● **Set of tasks**
1. Reproduce verbatim the part of the passage on whistleblowing and bullying that opens with the words containing "Contrast this to" and closes with "bureaucracy and hierarchy.".
2. Pick up the piece on whistleblowing and bullying after its last sentence and keep writing it.

*** Given passage Section Begins ***

This would allow an external scrutiny early one where clinicians or managers are raising concerns about patient safety. The focus would be the patient safety, not the individual.
Whistleblowing externally to regulators and politicians also needs to have a better system in place, and we need to see an end to the post code lottery that currently exists. Some people receive brilliant support from their MP, others have been ignored.
Campaigners have achieved a lot in having these issues heard and now accepted, now we look to government and politicians to ensure that there is fairness for all and no more turning away from difficult issues.
These are my own personal views.
This article first appeared in the Shaping Our Lives Newsletter Spring 2015 – Issue 23
Although I’m not an academic and haven’t studied bullying in depth, I’ve experienced it and I’ve also been in situations where, I now recognise, I took a bullying approach. This has led me to consider the difference between accountability and bullying:
The key thing for me is the difference between holding people to account (e.g. by openly discussing problematic beliefs and behaviours) and bullying. Accountable actions are driven by the intention / motivation of helping all involved and building an interconnected community based on honesty and trust. (‘Tough love’ if you like).
Contrast this to the scenario where bullies criticise people without being specific about what’s being questioned, act secretly and withhold information, blacklist people, create over complex rules which can’t be followed and hide behind bureaucracy and hierarchy.
Sepcific bullying behaviours include undermining, whispering campaigns, behind closed doors conversations etc.
In my experience, around the time of my protected disclosure, I was involved in meetings and discussions where those who had set up the meeting had not stated the purpose of the meeting in advance (or on one occasion deliberately misled me). In these meetings they had clearly rehearsed their questions. Questions that were designed to belittle and discredit.

*** Given passage Section Ends ***
*** Collected material Section Begins ***

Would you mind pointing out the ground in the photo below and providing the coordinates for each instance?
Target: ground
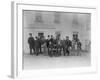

*** Collected material Section Ends ***

● **Activity answers**
1.
Contrast this to the scenario where bullies criticise people without being specific about what’s being questioned, act secretly and withhold information, blacklist people, create over complex rules which can’t be followed and hide behind bureaucracy and hierarchy.

2.
In these cases this seems to be motivated by a desire to hold on to power, deny failings, use ‘playground’ tactics and break connections which aren’t in line with the overall agenda (often not made public).
These behaviours are frequently the result of bullying from higher up the chain, and a culture where leaders are not comfortable with ambiguity.
Bullying in this context is not always recognised as such, and victims are made to feel it may be their fault. This compromises patient safety.
This is a problem which affects all areas of work, not just the UK National Health Service [NHS]. I remain optimistic that, because of the profile this issue now has in the NHS, things are changing. There’s a long way to go yet and many injustices to be rectified.
‘People deal far better with uncertainty and stress when they know what’s going on, even if the information is incomplete and only temporarily correct. Freely circulating information helps create trust, and it turns us into rapid and more effective learners’
Margaret J Wheatley (2007) ‘Finding our Way. Leadership For an Uncertain Time’. Berrett-Kohler Publishers Inc. San Francisco
Author: Steve Turner Updated April 2019.